*** Records for the exercise
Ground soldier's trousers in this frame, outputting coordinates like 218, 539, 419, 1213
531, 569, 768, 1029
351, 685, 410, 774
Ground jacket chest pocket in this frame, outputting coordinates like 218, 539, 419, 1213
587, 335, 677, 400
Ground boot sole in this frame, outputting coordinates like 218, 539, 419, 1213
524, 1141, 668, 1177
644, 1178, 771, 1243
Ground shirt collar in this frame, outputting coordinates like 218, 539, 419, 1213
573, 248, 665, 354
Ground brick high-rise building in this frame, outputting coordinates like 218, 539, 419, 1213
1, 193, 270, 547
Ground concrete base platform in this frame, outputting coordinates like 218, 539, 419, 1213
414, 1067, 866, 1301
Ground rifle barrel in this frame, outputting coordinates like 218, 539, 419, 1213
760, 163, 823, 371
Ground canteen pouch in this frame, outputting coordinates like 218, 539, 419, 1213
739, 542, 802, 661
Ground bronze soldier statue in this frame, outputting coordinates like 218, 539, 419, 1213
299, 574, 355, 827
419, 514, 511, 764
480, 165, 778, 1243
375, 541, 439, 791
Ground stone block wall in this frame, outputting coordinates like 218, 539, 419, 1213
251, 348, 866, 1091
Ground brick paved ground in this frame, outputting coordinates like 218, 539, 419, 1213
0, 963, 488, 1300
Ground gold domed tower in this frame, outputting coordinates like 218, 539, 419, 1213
******
Output all of the material exactly as written.

Ground soldier's trousers in this frame, outputting coordinates like 218, 539, 419, 1213
531, 569, 768, 1029
351, 685, 410, 774
Ground jacket chest pocket in this frame, outputting coordinates like 218, 539, 419, 1213
587, 335, 677, 400
Ground boot sole in this frame, outputting coordinates like 218, 539, 419, 1213
524, 1141, 668, 1177
644, 1178, 771, 1243
Ground shirt collar in this frame, outputting coordinates like 218, 539, 419, 1213
573, 248, 665, 354
Ground brick high-rise building in this frame, outputting coordinates like 218, 539, 419, 1213
1, 193, 270, 547
Ground concrete base platform in this frame, outputting coordinates like 218, 539, 419, 1213
414, 1067, 866, 1301
Ground rifle barrel in this frame, outputting coordinates like 218, 539, 419, 1213
760, 163, 823, 371
Ground canteen pouch in this frame, outputting coordinates like 218, 539, 419, 1213
739, 542, 802, 661
Ground bronze soldier statue in this frame, outputting coordinates like 218, 539, 419, 1213
299, 574, 355, 827
419, 514, 511, 764
480, 165, 778, 1243
375, 541, 439, 791
Ground stone block wall in this frame, outputting coordinates like 218, 539, 419, 1213
251, 348, 866, 1091
Ground brick paved ground in this frame, outputting coordinates like 218, 539, 419, 1213
0, 963, 488, 1300
Ground gold domed tower in this frame, outputting coordinates like 218, 539, 419, 1213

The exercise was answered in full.